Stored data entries
□ □ □
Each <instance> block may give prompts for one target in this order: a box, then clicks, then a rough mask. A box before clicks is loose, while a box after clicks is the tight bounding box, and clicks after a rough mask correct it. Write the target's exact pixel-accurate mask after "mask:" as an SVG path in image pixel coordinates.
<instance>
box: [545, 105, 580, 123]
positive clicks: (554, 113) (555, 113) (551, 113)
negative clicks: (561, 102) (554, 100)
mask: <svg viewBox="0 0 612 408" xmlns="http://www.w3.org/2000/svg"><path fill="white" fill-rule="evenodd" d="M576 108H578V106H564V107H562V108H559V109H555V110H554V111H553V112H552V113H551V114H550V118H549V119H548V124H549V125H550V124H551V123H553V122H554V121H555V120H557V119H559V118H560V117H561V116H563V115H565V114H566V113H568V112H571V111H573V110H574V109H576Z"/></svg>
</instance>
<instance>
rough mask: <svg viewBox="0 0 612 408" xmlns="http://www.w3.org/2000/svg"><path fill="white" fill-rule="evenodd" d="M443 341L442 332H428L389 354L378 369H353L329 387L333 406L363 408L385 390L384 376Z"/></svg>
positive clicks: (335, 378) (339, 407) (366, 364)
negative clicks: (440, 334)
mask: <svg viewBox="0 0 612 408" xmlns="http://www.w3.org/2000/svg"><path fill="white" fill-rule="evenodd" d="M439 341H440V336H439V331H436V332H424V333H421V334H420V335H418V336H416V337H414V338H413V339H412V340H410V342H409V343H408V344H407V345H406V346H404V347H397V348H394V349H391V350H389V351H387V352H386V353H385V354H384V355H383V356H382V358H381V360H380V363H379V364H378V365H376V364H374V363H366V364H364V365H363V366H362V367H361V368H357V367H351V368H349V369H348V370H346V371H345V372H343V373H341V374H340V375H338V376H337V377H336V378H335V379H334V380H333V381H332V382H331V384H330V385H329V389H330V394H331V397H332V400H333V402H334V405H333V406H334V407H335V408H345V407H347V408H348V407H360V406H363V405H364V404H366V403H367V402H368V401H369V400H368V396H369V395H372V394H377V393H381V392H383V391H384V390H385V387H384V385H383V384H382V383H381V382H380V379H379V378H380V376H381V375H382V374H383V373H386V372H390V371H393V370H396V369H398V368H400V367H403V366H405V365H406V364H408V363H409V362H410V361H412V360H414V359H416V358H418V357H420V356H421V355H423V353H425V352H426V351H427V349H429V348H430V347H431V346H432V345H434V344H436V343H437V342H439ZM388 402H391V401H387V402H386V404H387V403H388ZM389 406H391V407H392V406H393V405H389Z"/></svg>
□ □ □
→ **Problem description**
The full data must appear again, retyped in every detail.

→ **Output of the exercise**
Each <instance> block may give prompts for one target in this order: a box, then clicks, then a rough mask. A box before clicks is loose, while a box after clicks is the tight bounding box, and clicks after a rough mask correct it. Write the target's exact pixel-accurate mask after "mask:" as an SVG path in image pixel coordinates.
<instance>
box: [545, 105, 580, 123]
positive clicks: (554, 113) (555, 113) (551, 113)
negative clicks: (561, 102) (554, 100)
mask: <svg viewBox="0 0 612 408" xmlns="http://www.w3.org/2000/svg"><path fill="white" fill-rule="evenodd" d="M576 108H578V106H564V107H562V108H559V109H555V110H554V111H553V112H552V113H551V114H550V118H549V119H548V124H549V125H550V124H551V123H553V122H554V121H555V120H557V119H559V118H560V117H561V116H563V115H565V114H566V113H568V112H571V111H573V110H574V109H576Z"/></svg>
</instance>
<instance>
rough mask: <svg viewBox="0 0 612 408" xmlns="http://www.w3.org/2000/svg"><path fill="white" fill-rule="evenodd" d="M443 341L442 332H428L389 354L378 369H353L329 387L333 406L363 408L385 390L384 376Z"/></svg>
positive clicks: (335, 378) (339, 407) (366, 364)
negative clicks: (440, 334)
mask: <svg viewBox="0 0 612 408" xmlns="http://www.w3.org/2000/svg"><path fill="white" fill-rule="evenodd" d="M439 341H440V336H439V331H436V332H424V333H421V334H420V335H418V336H416V337H414V338H413V339H412V340H410V342H409V343H408V344H407V345H406V346H404V347H397V348H394V349H391V350H389V351H387V352H386V353H385V354H384V355H383V356H382V358H381V360H380V363H379V364H378V365H376V364H374V363H366V364H364V365H363V366H362V367H361V368H357V367H351V368H349V369H348V370H346V371H345V372H343V373H341V374H340V375H338V376H337V377H336V378H335V379H334V380H333V381H332V382H331V384H330V385H329V389H330V394H331V397H332V400H333V402H334V405H333V406H334V407H335V408H345V407H347V408H348V407H360V406H363V405H364V404H366V403H367V402H368V401H369V400H368V396H369V395H372V394H377V393H381V392H383V391H384V390H385V387H384V385H383V384H382V383H381V382H380V379H379V378H380V376H381V375H382V374H383V373H386V372H390V371H393V370H396V369H398V368H400V367H403V366H405V365H406V364H408V363H409V362H410V361H412V360H414V359H416V358H418V357H420V356H421V355H423V353H425V352H426V351H427V349H429V348H430V347H431V346H432V345H434V344H436V343H437V342H439ZM388 402H391V401H387V402H386V404H387V403H388ZM389 406H391V407H392V406H393V405H389Z"/></svg>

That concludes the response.